# [TEXTO FUENTE]
Barcelona 

La Barcelona que conocí se asemeja cada vez más a una hermosa cáscara vacía, a un parque temático

Barcelona es una ciudad, la primera de Cataluña y la segunda de España, pero es a la vez mucho más y menos que eso. Igual que en algunos momentos se podría decir que el Barça era “més que un club” pero menos que un equipo de fútbol… normal. 

Yo dejé de vivir en Barcelona el año 1998 y volví a vivir en ella, de forma más o menos estable, en 2021. Larga ausencia. Recuerdo que lo último que hice antes de irme fue pasarme por la playa de la Barceloneta y cargar agua de mar en una botella que tuve guardada mucho, mucho tiempo. 

Volví a una ciudad medio fantasma, aletargada todavía por la pandemia. El centro vacío de turistas tenía algo entre pudoroso y escandaloso. Como cuando vas a casa de alguien y por una puerta entreabierta ves su cama a medio hacer. El día que venía Pedro Sánchez a anunciar los indultos a los presos del procés, yo amanecí con el bolso tirado y abierto en mitad del pasillo. Me habían entrado a robar mientras dormía.

Barcelona. Pixabay.
Barcelona. Pixabay.

Con todo el susto metido en el cuerpo, me fui a las puertas del Liceu, donde tenía que participar en una protesta constitucionalista contra los indultos. En la práctica me vi metida en una protesta contra los indultos, pero de signo independentista. Me insultaban a mí con tanto o más esmero que a Sánchez: “Què, tu també vas a l’acte, imbècil?”, me espetó un hiperventilado señor de edad provecta, nada más pisar la calle. 

Ahora los turistas han vuelto y ya les vuelven a robar a ellos en vez de a los vecinos. Otros indicadores del desastre de Colau (la suciedad, la inseguridad, la desgarradora proliferación de personas sin hogar durmiendo en la calle, la misión imposible de parar un taxi a ciertas horas en ciertos sitios, el asombroso montante del recibo del agua…) se mantienen alarmantes e incólumes.

La ciudad se aguanta -si es que se aguanta- por la quietud. Ideal para unas minivacaciones, más complicada para vivir en ella, haciendo de tripas corazón y de caos, urbanismo. La Barcelona que conocí se asemeja cada vez más a una hermosa cáscara vacía, a un parque temático. 

Recuerdo que como periodista, antes de irme a Madrid, yo jamás llegué a pisar el Ayuntamiento de Barcelona por dentro. La primera vez que lo hice fue para ir a acompañar a la hasta hace poco presidenta del grupo municipal de Ciutadans y candidata a la alcaldía, Luz Guilarte.

Luz ya no es ni una cosa ni la otra, renunció a principios de esta semana después de unos lamentables episodios que algo tienen que ver con la herencia envenenada de un tal Manuel Valls. También con el reto de hacer política, cualquier tipo de política, fuera de los códigos de la sociovergencia y de una izquierda más y más irredenta cuanto más redentora se pretende y más engolfada está en las instituciones. El procés ya no necesita ni el anzuelo del independentismo para perpetuarse y para pudrir cuánto toca. Dentro y fuera de la Generalitat. 

Confío en mis compañeros, que los tengo brillantes y generosos, para seguir dando guerra al frente del grupo municipal de Ciutadans en Barcelona, igual que la damos cada día desde el Parlament. En serio creo que si no vemos la prolongada anomalía política barcelonesa y la catalana como un todo, no saldremos del laberinto. Nos irán  cortando las alas poco a poco, un milímetro cada día. Casi cuajamos una gran capital europea, de las más libres y originales, y ahora en cambio se nos va quedando un abismo de andar por casa, un Gran Cañón que va de lado a lado de la plaça Sant Jaume. ¿Hasta cuándo?

# [ORDEN DE TRABAJO 1]
Resume en forma de lista el párrafo del texto sobre Barcelona que empieza por «Ahora los turistas han vuelto» y conserva sus datos principales.
# [ORDEN DE TRABAJO 2]
Reproduce sin alterarlo el fragmento del texto sobre Barcelona que se abre con las palabras que contienen "Con todo el" y se cierra con "alarmantes e incólumes.".
Los datos no intervienen en nada de esto.

# [DATOS SUMINISTRADOS]
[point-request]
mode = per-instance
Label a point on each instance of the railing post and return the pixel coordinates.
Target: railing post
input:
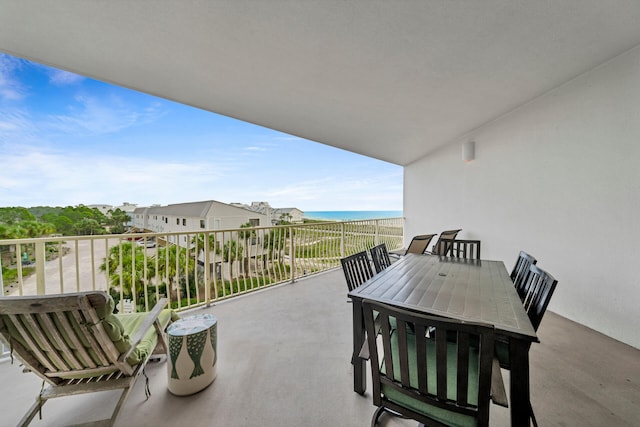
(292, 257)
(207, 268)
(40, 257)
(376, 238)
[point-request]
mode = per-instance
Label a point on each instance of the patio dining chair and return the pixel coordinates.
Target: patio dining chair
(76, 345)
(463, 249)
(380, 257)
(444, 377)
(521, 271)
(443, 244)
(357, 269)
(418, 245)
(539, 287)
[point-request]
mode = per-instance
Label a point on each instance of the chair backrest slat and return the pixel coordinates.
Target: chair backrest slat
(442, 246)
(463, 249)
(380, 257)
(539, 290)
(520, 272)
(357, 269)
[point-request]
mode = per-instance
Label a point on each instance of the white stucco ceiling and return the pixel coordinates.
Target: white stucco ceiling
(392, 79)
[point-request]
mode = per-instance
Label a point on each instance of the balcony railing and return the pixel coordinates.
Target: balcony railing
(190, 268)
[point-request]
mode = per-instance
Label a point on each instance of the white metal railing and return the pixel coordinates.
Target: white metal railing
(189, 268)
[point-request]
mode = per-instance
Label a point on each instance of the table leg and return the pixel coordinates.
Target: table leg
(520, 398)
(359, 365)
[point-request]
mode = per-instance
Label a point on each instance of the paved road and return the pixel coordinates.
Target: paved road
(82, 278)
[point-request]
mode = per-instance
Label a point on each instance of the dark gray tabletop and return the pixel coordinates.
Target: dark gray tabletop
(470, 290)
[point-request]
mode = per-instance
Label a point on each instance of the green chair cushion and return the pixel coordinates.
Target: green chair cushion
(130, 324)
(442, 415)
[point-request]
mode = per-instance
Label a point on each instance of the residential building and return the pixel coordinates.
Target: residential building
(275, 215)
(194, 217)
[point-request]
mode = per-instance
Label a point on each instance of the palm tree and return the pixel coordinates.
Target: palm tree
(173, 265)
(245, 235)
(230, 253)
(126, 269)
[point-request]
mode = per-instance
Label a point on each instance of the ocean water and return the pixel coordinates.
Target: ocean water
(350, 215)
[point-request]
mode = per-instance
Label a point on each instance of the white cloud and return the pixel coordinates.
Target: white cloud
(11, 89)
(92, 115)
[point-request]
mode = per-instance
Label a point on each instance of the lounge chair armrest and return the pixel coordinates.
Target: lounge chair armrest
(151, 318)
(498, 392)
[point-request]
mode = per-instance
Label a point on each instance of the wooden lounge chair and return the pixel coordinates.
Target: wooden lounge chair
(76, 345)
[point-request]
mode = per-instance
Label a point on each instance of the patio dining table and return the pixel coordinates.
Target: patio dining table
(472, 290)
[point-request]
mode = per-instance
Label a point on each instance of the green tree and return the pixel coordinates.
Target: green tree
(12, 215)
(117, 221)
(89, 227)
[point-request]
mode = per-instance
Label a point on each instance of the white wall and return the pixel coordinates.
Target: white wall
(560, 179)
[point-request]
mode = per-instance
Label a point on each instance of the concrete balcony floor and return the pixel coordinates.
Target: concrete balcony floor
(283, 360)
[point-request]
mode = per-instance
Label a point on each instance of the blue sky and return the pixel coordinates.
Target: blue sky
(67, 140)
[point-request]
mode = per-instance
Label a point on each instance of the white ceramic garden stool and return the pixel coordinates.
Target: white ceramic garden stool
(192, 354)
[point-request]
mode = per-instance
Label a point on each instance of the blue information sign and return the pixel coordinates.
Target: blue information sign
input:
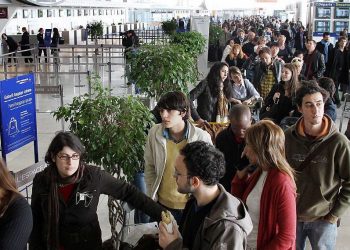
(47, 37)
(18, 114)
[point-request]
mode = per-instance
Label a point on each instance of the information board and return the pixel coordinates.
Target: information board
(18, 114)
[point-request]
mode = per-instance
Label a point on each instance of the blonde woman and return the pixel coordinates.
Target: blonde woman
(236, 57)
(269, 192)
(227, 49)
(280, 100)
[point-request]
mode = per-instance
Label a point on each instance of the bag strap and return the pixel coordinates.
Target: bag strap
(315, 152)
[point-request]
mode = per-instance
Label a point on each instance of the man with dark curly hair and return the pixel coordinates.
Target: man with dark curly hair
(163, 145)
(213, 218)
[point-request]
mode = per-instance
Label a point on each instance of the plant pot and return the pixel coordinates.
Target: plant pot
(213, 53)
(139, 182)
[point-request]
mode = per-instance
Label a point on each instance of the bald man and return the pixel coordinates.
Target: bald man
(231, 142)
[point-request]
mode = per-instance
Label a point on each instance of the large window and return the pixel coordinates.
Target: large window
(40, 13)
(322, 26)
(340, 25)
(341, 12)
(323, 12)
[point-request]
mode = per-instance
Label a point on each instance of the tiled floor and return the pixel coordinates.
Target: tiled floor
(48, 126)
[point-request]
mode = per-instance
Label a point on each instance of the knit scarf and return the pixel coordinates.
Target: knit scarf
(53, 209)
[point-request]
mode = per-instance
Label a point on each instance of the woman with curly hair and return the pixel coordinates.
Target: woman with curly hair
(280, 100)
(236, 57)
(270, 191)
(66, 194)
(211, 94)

# [SOLUCIÓN REDACTADA 1]
- Los turistas han vuelto, y ahora les roban a ellos en vez de a los vecinos.
- Otros indicadores del desastre de Colau siguen alarmantes e incólumes:
  - la suciedad
  - la inseguridad
  - la proliferación de personas sin hogar que duermen en la calle
  - la imposibilidad de parar un taxi a ciertas horas en ciertos sitios
  - el asombroso importe del recibo del agua

# [SOLUCIÓN REDACTADA 2]
Con todo el susto metido en el cuerpo, me fui a las puertas del Liceu, donde tenía que participar en una protesta constitucionalista contra los indultos. En la práctica me vi metida en una protesta contra los indultos, pero de signo independentista. Me insultaban a mí con tanto o más esmero que a Sánchez: “Què, tu també vas a l’acte, imbècil?”, me espetó un hiperventilado señor de edad provecta, nada más pisar la calle. 

Ahora los turistas han vuelto y ya les vuelven a robar a ellos en vez de a los vecinos. Otros indicadores del desastre de Colau (la suciedad, la inseguridad, la desgarradora proliferación de personas sin hogar durmiendo en la calle, la misión imposible de parar un taxi a ciertas horas en ciertos sitios, el asombroso montante del recibo del agua…) se mantienen alarmantes e incólumes.